• _WORK INSTRUCTIONS_
Gather every line of the records below that contains the string "pole", treating uppercase and lowercase as different.

• _SOURCE DATA_
((

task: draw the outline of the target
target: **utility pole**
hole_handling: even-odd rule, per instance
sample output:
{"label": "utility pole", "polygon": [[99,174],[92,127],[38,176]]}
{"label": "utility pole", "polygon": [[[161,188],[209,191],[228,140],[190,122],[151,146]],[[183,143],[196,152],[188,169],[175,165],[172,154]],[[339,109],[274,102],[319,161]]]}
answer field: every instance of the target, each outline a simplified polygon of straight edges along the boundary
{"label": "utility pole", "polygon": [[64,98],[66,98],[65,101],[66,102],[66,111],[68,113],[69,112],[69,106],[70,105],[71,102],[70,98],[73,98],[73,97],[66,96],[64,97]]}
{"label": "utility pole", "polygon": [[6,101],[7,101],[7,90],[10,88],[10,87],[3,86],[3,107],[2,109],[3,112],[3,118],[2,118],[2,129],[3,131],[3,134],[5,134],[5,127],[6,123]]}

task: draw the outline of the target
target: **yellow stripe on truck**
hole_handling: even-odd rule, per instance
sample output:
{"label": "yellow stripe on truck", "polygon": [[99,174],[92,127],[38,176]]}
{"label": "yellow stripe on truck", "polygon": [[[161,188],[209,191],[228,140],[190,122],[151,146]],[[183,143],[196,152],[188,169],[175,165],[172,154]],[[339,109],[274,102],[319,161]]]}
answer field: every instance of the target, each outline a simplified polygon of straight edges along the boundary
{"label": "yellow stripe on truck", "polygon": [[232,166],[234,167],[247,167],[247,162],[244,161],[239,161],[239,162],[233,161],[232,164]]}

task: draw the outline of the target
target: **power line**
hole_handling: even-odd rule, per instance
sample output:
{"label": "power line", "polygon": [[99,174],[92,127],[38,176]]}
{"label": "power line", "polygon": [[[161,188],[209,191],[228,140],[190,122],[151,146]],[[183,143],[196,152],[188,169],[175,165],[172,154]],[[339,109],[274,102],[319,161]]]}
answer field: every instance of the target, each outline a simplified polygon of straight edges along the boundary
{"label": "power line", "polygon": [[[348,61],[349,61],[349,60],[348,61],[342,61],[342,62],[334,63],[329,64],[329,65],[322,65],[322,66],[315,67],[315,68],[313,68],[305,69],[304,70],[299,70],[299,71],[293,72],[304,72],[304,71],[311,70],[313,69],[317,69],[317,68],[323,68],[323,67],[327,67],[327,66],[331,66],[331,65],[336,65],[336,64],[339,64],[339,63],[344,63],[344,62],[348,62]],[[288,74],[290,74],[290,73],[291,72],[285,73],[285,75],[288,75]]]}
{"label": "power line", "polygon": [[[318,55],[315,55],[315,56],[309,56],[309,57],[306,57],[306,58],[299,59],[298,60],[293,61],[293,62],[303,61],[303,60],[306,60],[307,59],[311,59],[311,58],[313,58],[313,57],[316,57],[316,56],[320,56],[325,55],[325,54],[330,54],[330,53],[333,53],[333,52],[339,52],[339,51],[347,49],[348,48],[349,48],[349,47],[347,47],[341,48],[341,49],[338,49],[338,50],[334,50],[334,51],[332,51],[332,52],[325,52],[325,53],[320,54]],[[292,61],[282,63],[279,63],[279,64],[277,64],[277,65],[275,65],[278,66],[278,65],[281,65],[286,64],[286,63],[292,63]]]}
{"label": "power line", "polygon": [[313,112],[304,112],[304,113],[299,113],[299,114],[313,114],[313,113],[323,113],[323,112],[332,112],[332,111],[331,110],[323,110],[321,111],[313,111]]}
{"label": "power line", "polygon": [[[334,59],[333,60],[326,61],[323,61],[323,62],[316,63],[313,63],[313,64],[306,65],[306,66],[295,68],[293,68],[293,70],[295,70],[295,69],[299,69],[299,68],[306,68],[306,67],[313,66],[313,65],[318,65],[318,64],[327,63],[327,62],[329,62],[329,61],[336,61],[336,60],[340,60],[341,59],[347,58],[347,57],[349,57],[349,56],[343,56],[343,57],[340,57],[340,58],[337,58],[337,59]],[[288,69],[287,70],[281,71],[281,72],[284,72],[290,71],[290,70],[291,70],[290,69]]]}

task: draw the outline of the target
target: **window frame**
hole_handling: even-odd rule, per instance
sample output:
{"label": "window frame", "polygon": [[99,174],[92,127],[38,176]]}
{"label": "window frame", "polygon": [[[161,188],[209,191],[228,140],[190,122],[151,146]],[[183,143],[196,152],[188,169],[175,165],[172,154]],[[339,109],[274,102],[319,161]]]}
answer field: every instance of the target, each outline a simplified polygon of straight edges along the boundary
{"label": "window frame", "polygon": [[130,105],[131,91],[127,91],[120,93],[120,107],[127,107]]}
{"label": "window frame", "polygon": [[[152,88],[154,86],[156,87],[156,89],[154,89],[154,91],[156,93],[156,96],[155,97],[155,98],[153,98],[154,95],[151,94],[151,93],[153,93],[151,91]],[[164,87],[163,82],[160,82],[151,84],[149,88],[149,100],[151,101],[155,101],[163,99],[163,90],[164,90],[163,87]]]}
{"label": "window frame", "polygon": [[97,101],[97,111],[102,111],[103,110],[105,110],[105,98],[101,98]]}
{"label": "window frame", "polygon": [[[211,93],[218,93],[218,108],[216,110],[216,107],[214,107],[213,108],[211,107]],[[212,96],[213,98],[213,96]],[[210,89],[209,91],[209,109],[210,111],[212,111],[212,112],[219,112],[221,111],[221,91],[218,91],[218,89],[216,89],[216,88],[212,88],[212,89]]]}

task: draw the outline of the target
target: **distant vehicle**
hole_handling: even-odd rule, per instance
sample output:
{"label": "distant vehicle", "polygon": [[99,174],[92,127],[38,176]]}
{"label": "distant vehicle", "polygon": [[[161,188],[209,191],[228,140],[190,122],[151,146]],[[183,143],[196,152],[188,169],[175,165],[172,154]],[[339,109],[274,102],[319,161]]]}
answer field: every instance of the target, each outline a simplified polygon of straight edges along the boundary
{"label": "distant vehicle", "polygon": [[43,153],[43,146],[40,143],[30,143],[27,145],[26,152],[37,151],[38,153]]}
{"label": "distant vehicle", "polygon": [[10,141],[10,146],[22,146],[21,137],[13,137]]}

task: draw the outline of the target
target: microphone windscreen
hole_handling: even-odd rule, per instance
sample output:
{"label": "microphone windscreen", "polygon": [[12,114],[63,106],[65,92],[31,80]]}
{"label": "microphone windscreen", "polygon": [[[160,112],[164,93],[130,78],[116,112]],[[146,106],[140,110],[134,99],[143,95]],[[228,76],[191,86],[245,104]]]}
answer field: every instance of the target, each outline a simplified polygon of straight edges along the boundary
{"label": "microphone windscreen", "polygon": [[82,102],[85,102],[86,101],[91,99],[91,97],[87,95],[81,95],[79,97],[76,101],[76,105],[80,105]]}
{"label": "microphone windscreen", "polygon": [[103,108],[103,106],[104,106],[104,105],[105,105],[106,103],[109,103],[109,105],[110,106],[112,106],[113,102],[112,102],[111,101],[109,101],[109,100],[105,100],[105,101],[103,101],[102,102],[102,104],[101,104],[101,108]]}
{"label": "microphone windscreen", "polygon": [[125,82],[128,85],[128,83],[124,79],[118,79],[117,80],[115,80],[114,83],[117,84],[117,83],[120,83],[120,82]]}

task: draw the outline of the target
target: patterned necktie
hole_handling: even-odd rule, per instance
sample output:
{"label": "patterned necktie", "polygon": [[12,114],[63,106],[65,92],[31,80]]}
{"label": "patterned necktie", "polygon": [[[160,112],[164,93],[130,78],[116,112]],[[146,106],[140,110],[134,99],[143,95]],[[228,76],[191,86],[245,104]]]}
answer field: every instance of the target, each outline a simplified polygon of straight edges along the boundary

))
((

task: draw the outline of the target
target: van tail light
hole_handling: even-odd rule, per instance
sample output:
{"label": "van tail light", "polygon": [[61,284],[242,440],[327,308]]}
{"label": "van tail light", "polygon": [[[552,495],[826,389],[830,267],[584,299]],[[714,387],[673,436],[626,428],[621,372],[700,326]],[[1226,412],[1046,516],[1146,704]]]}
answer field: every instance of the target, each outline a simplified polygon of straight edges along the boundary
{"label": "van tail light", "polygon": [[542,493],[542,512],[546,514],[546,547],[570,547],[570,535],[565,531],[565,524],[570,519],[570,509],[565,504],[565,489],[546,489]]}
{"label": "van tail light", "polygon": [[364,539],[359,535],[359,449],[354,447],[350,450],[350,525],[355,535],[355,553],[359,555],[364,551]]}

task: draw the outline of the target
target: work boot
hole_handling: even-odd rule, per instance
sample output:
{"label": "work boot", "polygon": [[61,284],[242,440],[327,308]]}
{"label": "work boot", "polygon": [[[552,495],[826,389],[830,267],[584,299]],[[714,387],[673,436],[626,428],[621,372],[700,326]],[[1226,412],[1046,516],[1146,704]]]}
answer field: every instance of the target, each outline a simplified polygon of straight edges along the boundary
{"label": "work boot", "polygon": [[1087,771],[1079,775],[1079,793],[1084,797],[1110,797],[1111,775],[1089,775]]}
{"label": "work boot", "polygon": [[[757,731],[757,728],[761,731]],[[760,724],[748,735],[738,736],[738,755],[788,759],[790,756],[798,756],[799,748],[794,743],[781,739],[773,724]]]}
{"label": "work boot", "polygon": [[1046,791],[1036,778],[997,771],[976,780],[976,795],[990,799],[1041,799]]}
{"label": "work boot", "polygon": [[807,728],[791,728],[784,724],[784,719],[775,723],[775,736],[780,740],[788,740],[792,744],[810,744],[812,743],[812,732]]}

))

• _OUTPUT FOR THIS TASK_
target: **utility pole**
{"label": "utility pole", "polygon": [[99,174],[92,127],[38,176]]}
{"label": "utility pole", "polygon": [[[161,188],[209,191],[228,140],[190,122],[151,146]],[[183,143],[196,152],[188,169],[175,165],[172,154]],[[339,109],[274,102],[319,161]]]}
{"label": "utility pole", "polygon": [[64,98],[66,98],[65,101],[66,102],[66,111],[68,113],[69,112],[69,106],[70,105],[71,102],[70,98],[73,98],[73,97],[66,96],[64,97]]}
{"label": "utility pole", "polygon": [[6,101],[7,101],[7,90],[10,88],[10,87],[3,86],[3,107],[2,109],[3,112],[3,118],[2,118],[2,129],[3,131],[3,134],[5,134],[5,127],[6,123]]}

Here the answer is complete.